▶ Instructions
(1) Answer these questions about the gas-powered car tax article:
(a) What fee would a passenger automobile getting between 21 and 24 mpg pay?
(b) How many sponsors does the bill have?
(c) In which state does the first commenter say they would look into registering their vehicle?
(2) Pull out the stretch of the car tax article from "If you take" through "far too long.", word for word.

▶ Passage to read

Roper: Here comes the gas-powered car tax

By Rob Roper

The House Transportation Committee is about to take up H.552 — An act relating to transportation initiatives to reduce carbon emissions — which would, among other things, impose new taxes (or fines, depending upon how you look at it) on vehicles that get less than 24 miles per gallon of gasoline or diesel.

These “efficiency fees” — that’s the sugarcoated term used by the sponsors of the bill (there are 60 of them!) — for the taxes/fines are as follows:

  • For Light Trucks: $500 if the vehicle gets less than 16 mpg, $170 if the vehicle gets between 16 mpg and 20 mpg.
  • For Passenger Automobiles: $750 if the vehicle gets less than 21 mpg, $400 if the vehicle gets between 21 and 24 mpg.
  • For SUVs: $500 if the vehicle gets less than 16 mpg, $250 if the vehicle gets between 16 and 20 mpg.

These fines will be extracted when a new vehicle is registered for the first time, and the revenue raised will be used to subsidize the purchase by other Vermonters of politically favored vehicles.

According to Road Show, from September 2020 to September 2021 new average car prices went up 12.1%, or $4,872, and the average price of a new car hit $45,000. So, it’s nice to know with everything getting more expensive and life becoming less affordable, our elected representatives in Montpelier are there to help!

Rob Roper is president of the Ethan Allen Institute. Reprinted with permission from the Ethan Allen Institute Blog.

Image courtesy of Public domain

17 thoughts on “Roper: Here comes the gas-powered car tax

  1. If they tax affordable gas powered vehicles, I’ll be looking into registering mine in South Dakota.

  2. Im so sick of these shmucks. I just wont do it. One more driver illegally on the road. Ive always followed laws and paid my taxes but im not supporting this b.s. Lock me up.

    • Driving is a commercial act. However traveling with your personal property (your vehicle) is not.

      It is illegal and not lawful to drive your vehicle (commercial act) without registration and licensure.

      It is lawful and legal to travel using your vehicle which is your personal property from point A to point B as long as you’re not doing anything commercial.

      If you take the time to look it up you’ll find that there are a few different ways to make that happen and for you to be on the right side of the law without paying your taxes on the vehicle your licensing your registration your insurance. None of that is necessary it is compulsory.

      We’ve been far too kind and have allowed them to get away with ripping us off and doing things that are unlawful for far too long.

      Imagine if 25% of the state stop paying for their license registration insurance or any taxes on any vehicle that they purchase and then require the government to give the taxes back that they spent on fuel throughout the year because it’s an illegal tax. Well then maybe they’d be screwed for money wouldn’t they?

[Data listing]
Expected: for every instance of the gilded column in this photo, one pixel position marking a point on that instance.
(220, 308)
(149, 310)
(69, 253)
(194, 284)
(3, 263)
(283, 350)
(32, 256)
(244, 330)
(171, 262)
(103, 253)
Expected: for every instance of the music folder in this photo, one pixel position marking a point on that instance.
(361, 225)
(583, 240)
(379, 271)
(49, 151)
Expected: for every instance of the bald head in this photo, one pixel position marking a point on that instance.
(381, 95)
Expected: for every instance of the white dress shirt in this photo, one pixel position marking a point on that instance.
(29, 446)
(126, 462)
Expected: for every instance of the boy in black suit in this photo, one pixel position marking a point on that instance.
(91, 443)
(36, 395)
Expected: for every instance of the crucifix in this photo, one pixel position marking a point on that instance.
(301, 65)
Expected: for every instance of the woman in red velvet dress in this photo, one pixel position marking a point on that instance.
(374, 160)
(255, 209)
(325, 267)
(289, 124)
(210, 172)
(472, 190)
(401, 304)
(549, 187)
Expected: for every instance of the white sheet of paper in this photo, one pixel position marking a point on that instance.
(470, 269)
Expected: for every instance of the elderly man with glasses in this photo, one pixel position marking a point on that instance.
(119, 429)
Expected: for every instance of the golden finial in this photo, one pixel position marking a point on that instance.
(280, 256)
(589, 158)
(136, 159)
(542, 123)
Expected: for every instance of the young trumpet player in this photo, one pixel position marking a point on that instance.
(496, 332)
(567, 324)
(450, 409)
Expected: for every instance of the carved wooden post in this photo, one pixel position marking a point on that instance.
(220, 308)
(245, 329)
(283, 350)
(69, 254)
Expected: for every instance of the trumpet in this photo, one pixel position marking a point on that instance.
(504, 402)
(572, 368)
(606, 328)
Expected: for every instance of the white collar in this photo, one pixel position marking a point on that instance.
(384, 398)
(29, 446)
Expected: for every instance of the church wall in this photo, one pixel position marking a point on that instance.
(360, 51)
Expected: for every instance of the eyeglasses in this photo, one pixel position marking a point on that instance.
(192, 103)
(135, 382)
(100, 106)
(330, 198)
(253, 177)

▶ Per-task outputs
(1)
(a) $400
(b) 60
(c) South Dakota

(2)
If you take the time to look it up you’ll find that there are a few different ways to make that happen and for you to be on the right side of the law without paying your taxes on the vehicle your licensing your registration your insurance. None of that is necessary it is compulsory.

      We’ve been far too kind and have allowed them to get away with ripping us off and doing things that are unlawful for far too long.